# Married but never live together spouse visa



## Sky777grzegorz (Nov 8, 2015)

Hi everyone 
I have questions, West just get married month ago , all together our relationship is around 8 month ,my wife is Jamaican I'm British and Polish citizen living and working in London. At moment am in London my wife is in Jamaica .we are living separately we been living together for some short period of her vist in London 
Then her Tourist visa expired she had to go back to Jamaica. We just applied for tourist visa but visa been denied on base of our relationship is not genuine ...as well they say she will not return to Jamaica before visa expired .Reason why we apply for Tourist visa first is we wanted have prove we live together then after that when she return again to Jamaica apply for spouse visa .Refusal made us very upset cos we had to change our plans .We want to go to Poland to visit my Family . Now we apply for national polish visa for her and we go to Poland soon .but only for two weeks .
OUR WORRIES ARE: IF WE NOT LIVING TOGETHER CAN WE APPLY FOR SPOUSE VISA. (am earning more then 18600. Etc pernament job .rent flat got whole accommodation raport .proof of our conversation on phone what's up Facebook. Etc .as well documents abouts prepering to wedding. ) CAN OUR APPLICATION CAN BE REFUSED ON THAT 1 REASON .HOW TO MAKE IT IF WORK ?

THANKS FOR ANY ADVICE AND SUPPORT COS IT IS VERY IMPORTANT FOR US


----------



## nyclon (Apr 3, 2011)

Since you are just recently married and you seem to have been living in different countries there is no requirement that you live together before applying,


----------



## Sky777grzegorz (Nov 8, 2015)

So now we go to Poland visit my family and after that we going to apply for spouse visa ...thanks for that info very helpful .


----------



## nyclon (Apr 3, 2011)

She has to apply from Jamaica.


----------



## Sky777grzegorz (Nov 8, 2015)

Hi 
Thanks for replying ...as I said I got Polish passport but unfortunately can't use it cos am British national to 
Been reading government website about that and comega to one point about that it can be some other way to do it 

Government website stand 

The McCarthy judgment determined that a person who holds the nationality of the host Member State (in our case British nationality) and has never exercised their right of free movement and residence does not benefit from the terms of the Free Movement Directive

It say : never exercised their rights of free movement. ..but I got those rights before Getting British Passport 
Other thing 

British citizens can only acquire free movement rights in certain scenarios and so are in general prevented from circumventing the requirements of the Immigration Rules when sponsoring entry to the UK of family members.

**Point labeling data from photos**.

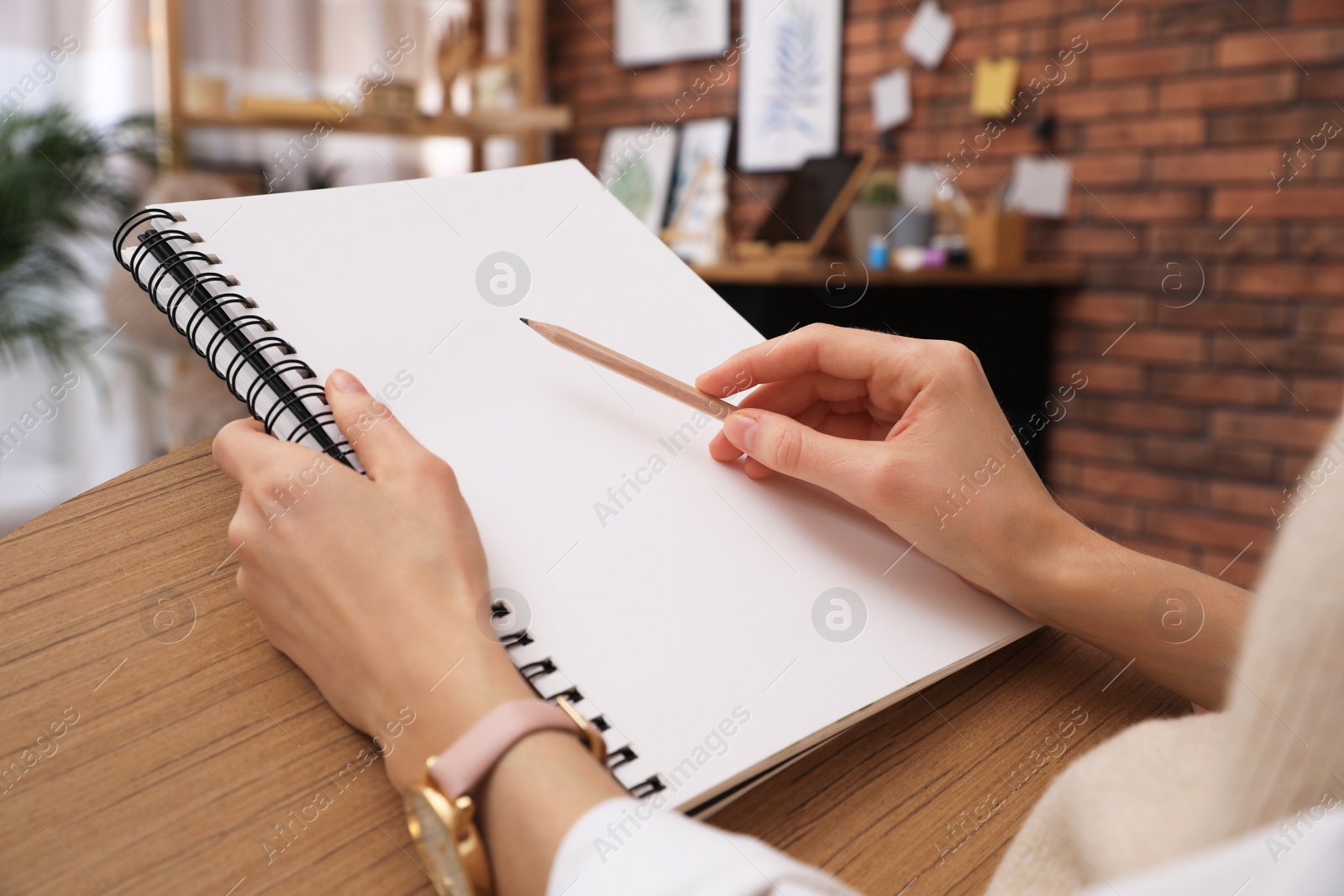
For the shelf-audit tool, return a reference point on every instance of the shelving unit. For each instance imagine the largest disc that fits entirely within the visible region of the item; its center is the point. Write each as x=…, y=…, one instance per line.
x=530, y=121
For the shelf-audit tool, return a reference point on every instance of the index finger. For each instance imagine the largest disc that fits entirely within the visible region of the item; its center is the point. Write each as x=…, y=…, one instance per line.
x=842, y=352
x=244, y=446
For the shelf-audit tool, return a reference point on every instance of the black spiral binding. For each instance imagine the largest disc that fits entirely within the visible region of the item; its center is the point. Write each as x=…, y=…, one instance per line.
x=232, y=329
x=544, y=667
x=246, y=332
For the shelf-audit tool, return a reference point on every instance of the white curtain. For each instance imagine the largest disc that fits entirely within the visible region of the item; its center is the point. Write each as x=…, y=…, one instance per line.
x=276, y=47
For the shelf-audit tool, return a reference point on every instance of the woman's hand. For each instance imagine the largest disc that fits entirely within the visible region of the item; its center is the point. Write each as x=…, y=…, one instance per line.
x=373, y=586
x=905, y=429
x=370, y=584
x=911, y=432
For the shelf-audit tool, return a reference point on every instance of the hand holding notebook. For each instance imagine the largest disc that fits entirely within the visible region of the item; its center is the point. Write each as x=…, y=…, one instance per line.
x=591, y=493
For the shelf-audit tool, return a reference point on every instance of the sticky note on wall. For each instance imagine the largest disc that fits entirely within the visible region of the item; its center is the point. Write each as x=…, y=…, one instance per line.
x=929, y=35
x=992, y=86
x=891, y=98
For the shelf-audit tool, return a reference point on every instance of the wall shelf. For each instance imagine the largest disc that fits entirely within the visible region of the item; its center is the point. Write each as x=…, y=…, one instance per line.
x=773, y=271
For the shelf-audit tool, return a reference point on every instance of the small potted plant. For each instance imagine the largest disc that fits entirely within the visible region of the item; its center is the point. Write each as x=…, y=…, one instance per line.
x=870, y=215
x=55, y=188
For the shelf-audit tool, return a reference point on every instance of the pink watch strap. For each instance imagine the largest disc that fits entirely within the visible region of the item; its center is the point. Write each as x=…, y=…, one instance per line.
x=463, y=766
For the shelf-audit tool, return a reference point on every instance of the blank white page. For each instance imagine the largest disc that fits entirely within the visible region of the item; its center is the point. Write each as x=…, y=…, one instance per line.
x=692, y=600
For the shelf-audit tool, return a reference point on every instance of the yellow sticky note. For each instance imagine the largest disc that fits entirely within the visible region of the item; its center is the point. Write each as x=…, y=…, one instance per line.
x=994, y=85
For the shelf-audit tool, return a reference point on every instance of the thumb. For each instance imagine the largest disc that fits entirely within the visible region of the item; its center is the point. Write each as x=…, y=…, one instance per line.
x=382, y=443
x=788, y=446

**Short problem 1**.
Please pull out the rows starting at the line that contains "of the hand" and ending at the line that contains "x=773, y=271", and reproduce them verbatim.
**Short problem 2**.
Carry on the spouse visa forum thread from the point where it ends.

**Task output 1**.
For the shelf-audit tool, return a reference point on every instance of the hand holding notebook. For each instance imagine the largest disc that fits entirely within the visible region of the item; its center is the point. Write each as x=…, y=…, one instance per line.
x=591, y=493
For the shelf-audit tool, return a reference point on every instance of the sticky note on wall. For each instance imagine the largest disc that fits entirely within the visible region of the item; its center is the point. Write each as x=…, y=…, one instance per line.
x=929, y=35
x=992, y=86
x=891, y=98
For the shelf-audit tool, return a reference point on every instance of the wall shelf. For each instance imagine the largest disc that fits entirely within the visible region of the item; its center is the point. Write each as x=…, y=…, one instance per line.
x=773, y=271

**Task output 2**.
Where a person has applied on the basis that they are a dual British citizen/EEA national on or after 16 July 2012 then the application must be refused unless the person either:

Meets the provisions of regulation 9 (which gives effect to the ECJ case of Surinder Singh or
Comes within the scope of the transitional arrangements set out below.
The provisions of the transitional arrangement apply where a person:

Has a right to permanent residence in the UK in reliance on the previous definition on the 16 July 2012 or
Has a right to reside in the UK on 16 July 2012 and on 16 October 2012 either:
i. Holds a valid registration certificate or residence card issued under the 2006 Regulations, or ii. Has made an application under the 2006 Regulations for a registration certificate or residence card which has not yet been determined iii. Has made an application under the 2006 Regulations for a registration certificate or residence card which has been refused and in relation to which an appeal under regulation 26 could be brought whilst the appellant is in the UK or is pending.

So can someone explain me it please 
Under point 
Has a right to permanent residence in the UK in reliance on the previous definition on the 16 July 2012 etc 
Am British national 2 years now so 2012 I had right to pernament residence and had registratrion ceryfikat 
SO ACCORDING THAT CAN I USE IT 
AND APPLY FOR FAMILY PERMIT 
THANKS


----------



## WestCoastCanadianGirl (Mar 17, 2012)

No. You cannot exercise treaty rights in a country that you are a citizen of. 

This means that you are not allowed to exercise treaty rights in Poland or the UK, so you can't apply for a Family Permit in those two countries and you are subject to the regular immigration rules of Poland and the UK. 

You would have to go to a third country (Spain, France, Italy, Belgium etc... anywhere in the EU except Poland or UK) and move the centre of your life there before you could come back under Surinder Singh.


----------



## Sky777grzegorz (Nov 8, 2015)

Ok thanks 
Looks like we going to choose this route like move to Ireland 
Am going to apply for visa for my wife 
accompany spouse visa 3 months ...is she can work on that visa ? Or she need to wait to get residential card to start working ? 
Then we apply for residential card .
Of course I need to find job and place where we going to live and whole this stuff
Then after 5 6 months we going to back to uk 
So that residential card which she will receive will give her right to move to uk and work or still me need to apply for family 
permit


----------



## Joppa (Sep 7, 2009)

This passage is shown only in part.